All lines from the one with "the microphone handle" to the end need to be copied exactly, with nothing before them.

[Items from a data source]
####################
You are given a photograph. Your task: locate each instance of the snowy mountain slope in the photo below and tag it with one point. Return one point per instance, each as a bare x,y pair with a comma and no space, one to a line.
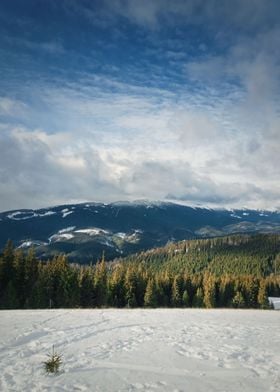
84,231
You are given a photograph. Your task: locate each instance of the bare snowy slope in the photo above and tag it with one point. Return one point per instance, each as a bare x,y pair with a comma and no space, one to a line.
84,231
141,350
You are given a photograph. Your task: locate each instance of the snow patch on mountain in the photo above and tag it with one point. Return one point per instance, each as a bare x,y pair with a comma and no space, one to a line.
92,231
65,212
23,215
67,229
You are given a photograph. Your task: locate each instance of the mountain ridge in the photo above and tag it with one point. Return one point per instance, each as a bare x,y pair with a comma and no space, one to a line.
83,231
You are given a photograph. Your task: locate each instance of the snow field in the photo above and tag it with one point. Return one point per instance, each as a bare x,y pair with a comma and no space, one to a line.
141,350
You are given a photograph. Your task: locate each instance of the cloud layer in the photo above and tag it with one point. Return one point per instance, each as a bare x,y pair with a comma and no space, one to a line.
141,100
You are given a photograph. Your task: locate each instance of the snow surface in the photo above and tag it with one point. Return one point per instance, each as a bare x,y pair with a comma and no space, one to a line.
92,231
65,212
28,215
66,230
275,301
141,350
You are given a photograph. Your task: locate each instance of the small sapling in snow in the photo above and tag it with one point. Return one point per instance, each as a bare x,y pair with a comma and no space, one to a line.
54,362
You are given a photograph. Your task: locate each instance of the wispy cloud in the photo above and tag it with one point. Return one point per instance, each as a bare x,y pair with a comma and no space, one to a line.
189,112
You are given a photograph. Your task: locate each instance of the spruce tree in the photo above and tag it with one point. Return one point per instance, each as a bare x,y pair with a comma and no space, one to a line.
150,299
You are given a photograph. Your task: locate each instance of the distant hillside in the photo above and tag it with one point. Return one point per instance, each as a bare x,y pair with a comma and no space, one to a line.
84,231
257,255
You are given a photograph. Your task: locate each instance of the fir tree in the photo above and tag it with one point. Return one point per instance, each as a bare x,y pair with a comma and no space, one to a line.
150,299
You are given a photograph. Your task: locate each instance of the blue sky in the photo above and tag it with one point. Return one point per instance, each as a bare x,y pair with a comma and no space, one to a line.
126,99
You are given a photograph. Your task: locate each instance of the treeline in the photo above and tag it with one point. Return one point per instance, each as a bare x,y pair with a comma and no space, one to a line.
26,282
257,255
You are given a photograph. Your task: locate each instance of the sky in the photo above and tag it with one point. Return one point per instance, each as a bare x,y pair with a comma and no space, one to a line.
114,100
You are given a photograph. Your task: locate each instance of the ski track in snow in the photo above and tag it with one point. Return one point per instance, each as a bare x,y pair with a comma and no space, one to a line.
141,350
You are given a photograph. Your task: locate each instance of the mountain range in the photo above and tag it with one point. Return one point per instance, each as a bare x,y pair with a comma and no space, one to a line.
84,231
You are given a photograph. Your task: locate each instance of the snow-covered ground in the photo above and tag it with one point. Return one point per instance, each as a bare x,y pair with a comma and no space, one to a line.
141,350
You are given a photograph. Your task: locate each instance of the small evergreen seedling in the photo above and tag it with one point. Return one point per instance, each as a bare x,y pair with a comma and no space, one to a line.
52,365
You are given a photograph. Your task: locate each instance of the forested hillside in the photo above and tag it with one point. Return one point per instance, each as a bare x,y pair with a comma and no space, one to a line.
234,271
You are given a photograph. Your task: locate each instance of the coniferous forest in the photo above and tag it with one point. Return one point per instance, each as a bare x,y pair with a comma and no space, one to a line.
235,271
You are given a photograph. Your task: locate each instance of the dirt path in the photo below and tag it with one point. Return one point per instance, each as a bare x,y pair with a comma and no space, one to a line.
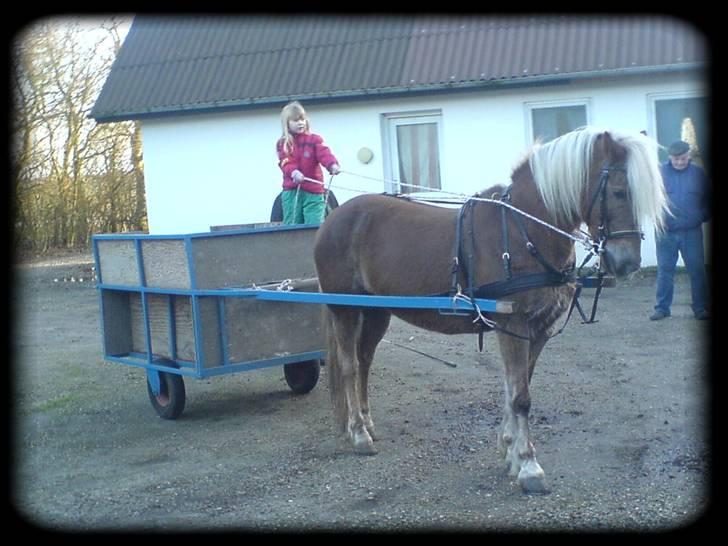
619,421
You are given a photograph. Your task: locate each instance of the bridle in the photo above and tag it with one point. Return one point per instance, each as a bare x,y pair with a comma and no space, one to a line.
604,234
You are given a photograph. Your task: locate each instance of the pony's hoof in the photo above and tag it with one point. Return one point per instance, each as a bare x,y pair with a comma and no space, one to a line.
363,445
534,485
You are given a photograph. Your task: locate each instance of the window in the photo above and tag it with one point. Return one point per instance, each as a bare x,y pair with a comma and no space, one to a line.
413,145
550,121
683,118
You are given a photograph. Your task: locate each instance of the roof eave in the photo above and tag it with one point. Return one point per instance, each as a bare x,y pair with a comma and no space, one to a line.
406,90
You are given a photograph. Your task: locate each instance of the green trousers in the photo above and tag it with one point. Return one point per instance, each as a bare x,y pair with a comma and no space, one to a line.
302,207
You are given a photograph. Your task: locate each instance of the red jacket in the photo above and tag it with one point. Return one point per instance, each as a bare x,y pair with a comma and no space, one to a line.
309,153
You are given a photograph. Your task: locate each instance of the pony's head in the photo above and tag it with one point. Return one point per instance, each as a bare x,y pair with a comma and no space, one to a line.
610,182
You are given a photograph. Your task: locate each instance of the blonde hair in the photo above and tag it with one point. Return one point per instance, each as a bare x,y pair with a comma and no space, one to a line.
291,111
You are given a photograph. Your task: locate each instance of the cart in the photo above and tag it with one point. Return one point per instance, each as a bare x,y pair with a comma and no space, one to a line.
207,304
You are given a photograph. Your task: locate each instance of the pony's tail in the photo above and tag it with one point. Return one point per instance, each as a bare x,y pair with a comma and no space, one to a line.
333,371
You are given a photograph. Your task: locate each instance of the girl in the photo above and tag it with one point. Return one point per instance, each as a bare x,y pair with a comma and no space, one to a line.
301,154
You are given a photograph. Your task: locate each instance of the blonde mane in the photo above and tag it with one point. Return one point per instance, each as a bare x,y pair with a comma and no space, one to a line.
561,171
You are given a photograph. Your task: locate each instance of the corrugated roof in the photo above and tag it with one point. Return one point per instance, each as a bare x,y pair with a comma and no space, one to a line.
174,64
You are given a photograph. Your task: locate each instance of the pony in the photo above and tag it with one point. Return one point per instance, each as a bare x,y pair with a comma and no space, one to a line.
383,245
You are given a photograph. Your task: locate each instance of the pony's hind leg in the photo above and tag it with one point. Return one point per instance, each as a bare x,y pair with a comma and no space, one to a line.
515,439
374,326
345,331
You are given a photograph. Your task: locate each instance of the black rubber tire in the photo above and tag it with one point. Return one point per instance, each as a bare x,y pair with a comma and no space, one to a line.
302,376
170,402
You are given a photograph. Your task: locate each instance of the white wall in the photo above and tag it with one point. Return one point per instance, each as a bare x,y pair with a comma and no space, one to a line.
204,170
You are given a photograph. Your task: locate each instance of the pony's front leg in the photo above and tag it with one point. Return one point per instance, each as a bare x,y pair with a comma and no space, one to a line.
345,381
515,438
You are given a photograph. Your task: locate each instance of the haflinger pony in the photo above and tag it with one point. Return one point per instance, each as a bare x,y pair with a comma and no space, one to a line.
383,245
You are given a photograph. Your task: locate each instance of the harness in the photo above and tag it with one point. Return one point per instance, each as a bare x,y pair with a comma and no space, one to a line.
463,255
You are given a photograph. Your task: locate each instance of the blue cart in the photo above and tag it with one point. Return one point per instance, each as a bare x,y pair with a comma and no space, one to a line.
207,304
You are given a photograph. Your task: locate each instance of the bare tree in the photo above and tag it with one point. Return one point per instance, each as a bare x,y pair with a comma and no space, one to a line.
72,177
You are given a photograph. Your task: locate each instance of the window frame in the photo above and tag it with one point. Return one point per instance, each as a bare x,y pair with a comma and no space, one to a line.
530,106
390,122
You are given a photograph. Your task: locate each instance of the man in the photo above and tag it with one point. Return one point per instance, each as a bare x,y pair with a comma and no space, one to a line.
687,188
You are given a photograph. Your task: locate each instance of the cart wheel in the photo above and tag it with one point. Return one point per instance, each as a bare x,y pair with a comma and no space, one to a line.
170,402
302,376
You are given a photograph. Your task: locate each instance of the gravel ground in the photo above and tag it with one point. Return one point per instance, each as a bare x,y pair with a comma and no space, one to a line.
619,421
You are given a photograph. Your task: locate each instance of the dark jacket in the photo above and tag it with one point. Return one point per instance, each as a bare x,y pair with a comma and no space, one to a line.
688,192
308,154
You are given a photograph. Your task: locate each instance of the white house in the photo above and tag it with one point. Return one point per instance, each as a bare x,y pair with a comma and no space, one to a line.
443,102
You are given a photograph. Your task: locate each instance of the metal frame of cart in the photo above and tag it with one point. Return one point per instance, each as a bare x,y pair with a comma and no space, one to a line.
199,305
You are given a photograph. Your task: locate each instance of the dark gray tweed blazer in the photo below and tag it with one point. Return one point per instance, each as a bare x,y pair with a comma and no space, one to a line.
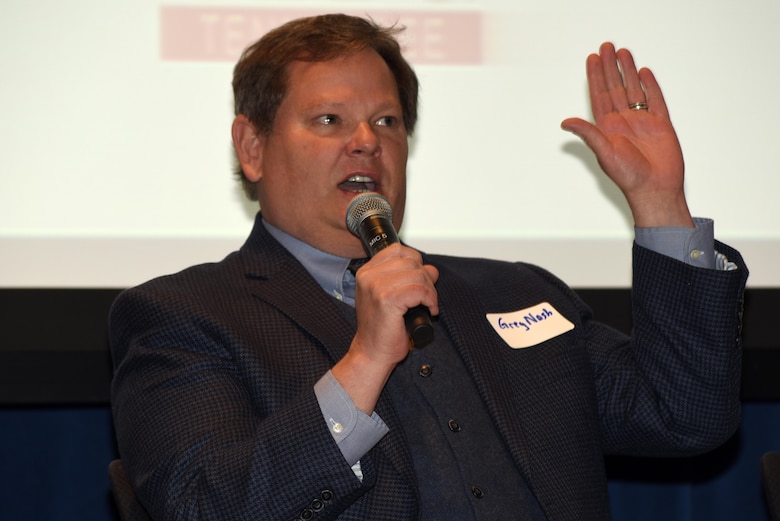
216,418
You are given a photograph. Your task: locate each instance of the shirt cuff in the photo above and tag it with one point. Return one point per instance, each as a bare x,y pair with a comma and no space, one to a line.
693,246
354,431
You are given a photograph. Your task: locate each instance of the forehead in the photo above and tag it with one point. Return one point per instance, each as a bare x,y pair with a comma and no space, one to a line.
362,72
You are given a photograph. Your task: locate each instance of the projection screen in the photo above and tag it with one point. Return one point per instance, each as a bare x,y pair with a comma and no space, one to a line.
116,155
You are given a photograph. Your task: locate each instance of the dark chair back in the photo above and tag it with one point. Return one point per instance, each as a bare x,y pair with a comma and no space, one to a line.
124,496
770,479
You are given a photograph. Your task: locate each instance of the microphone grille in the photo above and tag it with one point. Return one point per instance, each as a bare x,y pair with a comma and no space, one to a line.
366,205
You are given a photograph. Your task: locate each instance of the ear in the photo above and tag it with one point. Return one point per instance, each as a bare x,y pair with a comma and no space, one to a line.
249,147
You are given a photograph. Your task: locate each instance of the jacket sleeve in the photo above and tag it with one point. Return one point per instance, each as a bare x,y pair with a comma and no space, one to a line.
206,430
673,388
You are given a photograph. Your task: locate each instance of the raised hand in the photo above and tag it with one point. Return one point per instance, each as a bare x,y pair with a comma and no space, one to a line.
633,138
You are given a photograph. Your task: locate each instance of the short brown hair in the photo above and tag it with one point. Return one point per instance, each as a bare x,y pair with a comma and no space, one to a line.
260,76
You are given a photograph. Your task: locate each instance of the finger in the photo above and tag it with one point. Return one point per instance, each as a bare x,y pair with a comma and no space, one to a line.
655,98
633,86
589,134
612,77
600,99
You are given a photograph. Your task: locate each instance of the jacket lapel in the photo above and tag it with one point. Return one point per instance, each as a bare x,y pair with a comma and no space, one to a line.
463,315
282,282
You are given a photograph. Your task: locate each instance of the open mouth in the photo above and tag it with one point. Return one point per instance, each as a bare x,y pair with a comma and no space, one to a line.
358,183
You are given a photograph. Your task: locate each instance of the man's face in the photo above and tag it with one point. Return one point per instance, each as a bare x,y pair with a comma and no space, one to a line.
338,131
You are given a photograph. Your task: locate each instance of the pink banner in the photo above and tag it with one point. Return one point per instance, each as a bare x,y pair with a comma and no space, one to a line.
220,34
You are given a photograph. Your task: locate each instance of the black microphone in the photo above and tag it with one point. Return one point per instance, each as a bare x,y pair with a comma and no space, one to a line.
370,217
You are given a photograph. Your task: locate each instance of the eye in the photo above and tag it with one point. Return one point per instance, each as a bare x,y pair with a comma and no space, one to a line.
327,119
386,121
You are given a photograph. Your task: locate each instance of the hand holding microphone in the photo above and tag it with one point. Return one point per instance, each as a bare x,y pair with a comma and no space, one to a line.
370,217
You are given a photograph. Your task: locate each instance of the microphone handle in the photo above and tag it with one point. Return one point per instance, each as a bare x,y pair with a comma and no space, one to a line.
377,233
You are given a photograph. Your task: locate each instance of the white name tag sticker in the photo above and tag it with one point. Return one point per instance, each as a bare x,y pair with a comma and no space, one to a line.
529,327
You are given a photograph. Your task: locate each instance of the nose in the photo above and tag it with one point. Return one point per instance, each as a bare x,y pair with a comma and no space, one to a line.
364,141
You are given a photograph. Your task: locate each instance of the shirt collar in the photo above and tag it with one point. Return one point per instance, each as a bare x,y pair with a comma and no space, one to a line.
328,270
####################
§ **SOLVED PROBLEM**:
You are given a photograph. Your task: locate each instance of the microphone handle in the photo above and tag it with one point. Return one point per instance, each as a bare x,y pair with a comma and no space, one to a line.
377,233
You are given a photograph. Your task: locate each instance of the white name tag sticker in the photo above and tag it with one point. Return one point per instance, each as a bare x,y pair with a comma and no space, one to a line.
529,327
You are given a photograph. Your task: locate each instance of the nose in the photo above and tag it with one point. Return one point per instance, each as a bare x,y pair with a comma and no space, one to a line.
364,141
You are given a photograph. Your task: locate each instance of the shirt collar in the photo above and tag it with one point. Return one point per instance, each as a bare x,y pair with a comma and no space, one to a line.
328,270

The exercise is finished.